Verilen Metin:
Asya güçlerinin Şangay İşbirliği Örgütü ve BRICS çerçevesindeki yeni yaklaşımları ve İran dahil yeni üyeleri aralarına kabul etmeleri, uluslararası süreçlerin ve yaklaşımların yavaş da olsa, İran’la işbirliğine doğru yöneldiğini gösteriyor
Çin ve Hindistan, Basra Körfezi'nde, Afrika’da, Orta Asya’da, Doğu Asya’da, Avrupa’da ve Latin Amerika’da sessiz sedasız birbirleri ile rekabet ediyorlar.
Aradaki gelgitlere karşın, Çin ve Hindistan II. Dünya Savaşı'nın ardından, bağımsızlıklarını kazandıktan sonra benzer stratejiler izlediler. Her ikisi de kapitalist modelden uzak durdular. Çin Maocu komünizmi benimsedi, Hindistan Nehru’nun sosyalizmini seçti. Her iki ülke de 1990’lardan itibaren görece hızlı ekonomik büyüme yaşadı.

Çalışma Yönergeleri:
- A) Çin ile Hindistan'ı konu alan metindeki "Her iki ülke de 1990’lardan itibaren görece hızlı ekonomik büyüme yaşadı." cümlesini İngilizceye çevirin.
- B) Çin ile Hindistan arasındaki rekabeti anlatan metnin devamını, son cümlesinden sonra gelecek biçimde yazın.
Aşağıdaki veriler başka bir kaynaktan alınmıştır.

Sağlanan Veriler:

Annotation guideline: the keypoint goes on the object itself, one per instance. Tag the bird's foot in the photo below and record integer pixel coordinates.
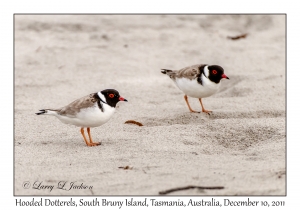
(206, 111)
(94, 144)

Görev Yanıtları:
- A) Both countries experienced relatively rapid economic growth from the 1990s onward.

- B)
Günümüzde, Batılı hükûmetlerin iki ülkeye bakışları büyük ölçüde farklılaştı.
Hindistan Batı’nın dostu, müttefiki olurken, Çin Batı’ya karşı tutumunu korudu.
Aslında Batı’nın iki ülkeye karşı tavrı siyasal (ekonomik değil) yapılarının farklılığı temelinde şekillendi. Çin geleneksel olarak merkezi ve otoriter bir sisteme sahip olurken, Hindistan gücün çeşitli kurumlar arasında dağıtıldığı adem-i merkeziyetçiliğe eğilim duydu.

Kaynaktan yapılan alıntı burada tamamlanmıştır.